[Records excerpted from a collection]
★ ★ ★ ★ ★
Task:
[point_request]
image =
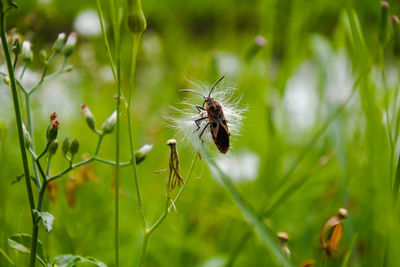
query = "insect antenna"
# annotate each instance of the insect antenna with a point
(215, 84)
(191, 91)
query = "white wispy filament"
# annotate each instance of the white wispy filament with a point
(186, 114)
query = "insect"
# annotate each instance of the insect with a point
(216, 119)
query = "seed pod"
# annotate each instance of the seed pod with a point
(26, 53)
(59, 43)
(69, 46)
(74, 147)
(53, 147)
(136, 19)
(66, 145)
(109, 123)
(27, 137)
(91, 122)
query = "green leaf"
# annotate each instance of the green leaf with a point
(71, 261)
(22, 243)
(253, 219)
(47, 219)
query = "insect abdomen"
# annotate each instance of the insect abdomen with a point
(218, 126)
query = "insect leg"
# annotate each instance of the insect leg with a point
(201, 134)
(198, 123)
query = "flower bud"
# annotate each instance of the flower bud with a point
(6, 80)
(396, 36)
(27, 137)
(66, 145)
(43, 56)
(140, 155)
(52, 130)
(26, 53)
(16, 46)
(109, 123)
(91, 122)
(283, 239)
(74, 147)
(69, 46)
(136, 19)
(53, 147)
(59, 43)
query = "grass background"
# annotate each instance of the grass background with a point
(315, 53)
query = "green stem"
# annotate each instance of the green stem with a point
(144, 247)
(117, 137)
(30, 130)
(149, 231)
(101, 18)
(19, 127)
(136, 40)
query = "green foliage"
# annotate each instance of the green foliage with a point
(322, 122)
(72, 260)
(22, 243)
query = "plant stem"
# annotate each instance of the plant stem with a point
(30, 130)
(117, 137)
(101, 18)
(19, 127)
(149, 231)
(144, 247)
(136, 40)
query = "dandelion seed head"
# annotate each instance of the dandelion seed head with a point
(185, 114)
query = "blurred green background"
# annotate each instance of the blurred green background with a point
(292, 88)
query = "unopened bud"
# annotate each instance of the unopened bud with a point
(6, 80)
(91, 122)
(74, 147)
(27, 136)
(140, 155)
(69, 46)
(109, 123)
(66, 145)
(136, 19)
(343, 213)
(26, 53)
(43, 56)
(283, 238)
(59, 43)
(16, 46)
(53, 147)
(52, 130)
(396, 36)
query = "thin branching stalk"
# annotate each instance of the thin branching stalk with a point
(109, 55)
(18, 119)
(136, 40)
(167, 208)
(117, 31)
★ ★ ★ ★ ★
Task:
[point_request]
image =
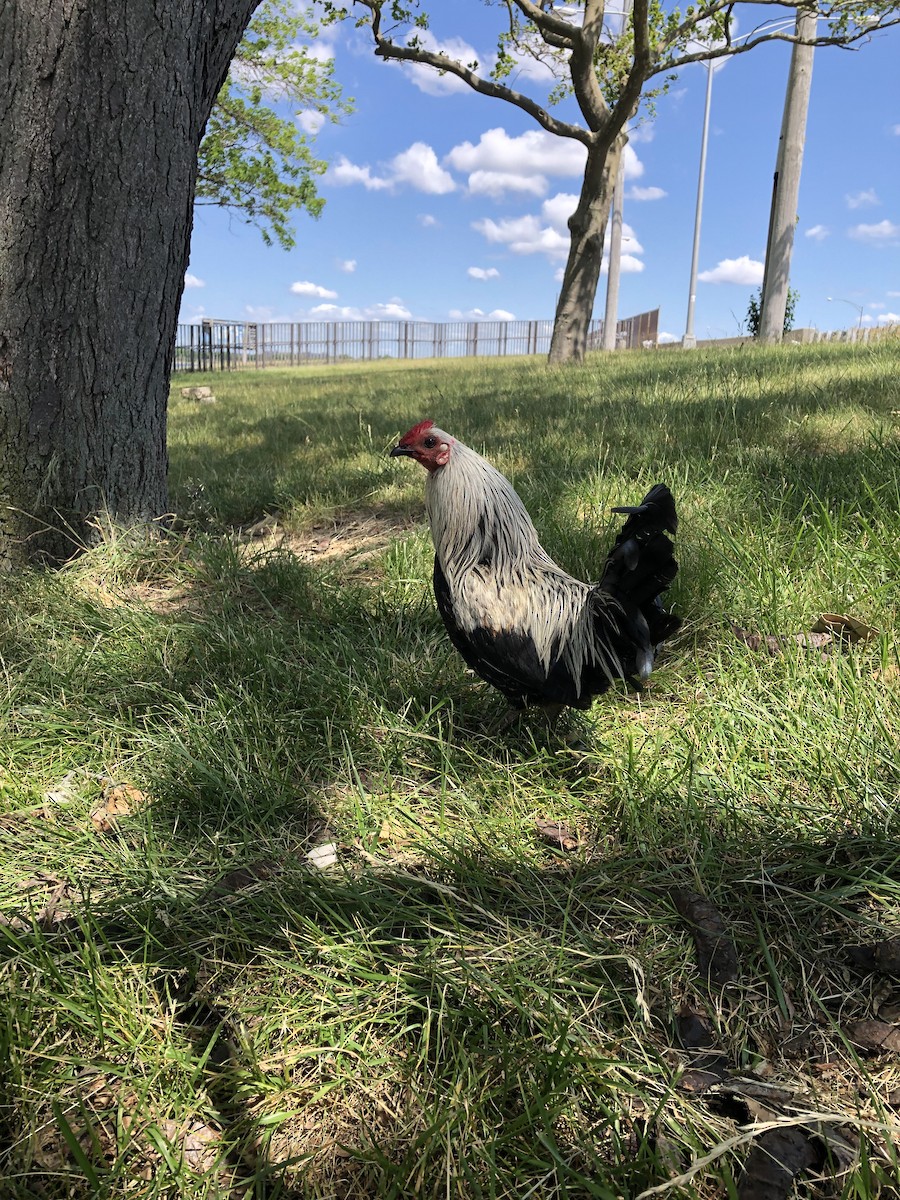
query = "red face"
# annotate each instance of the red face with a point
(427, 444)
★ ★ ★ ★ ★
### Exercise objective
Pick out every line of the records that contains the string "thin", and copy each one. Case counts, so match uppercase and lowercase exactly.

### Completed task
query = "thin branching stalk"
# annotate each instance of the thin branching stalk with a point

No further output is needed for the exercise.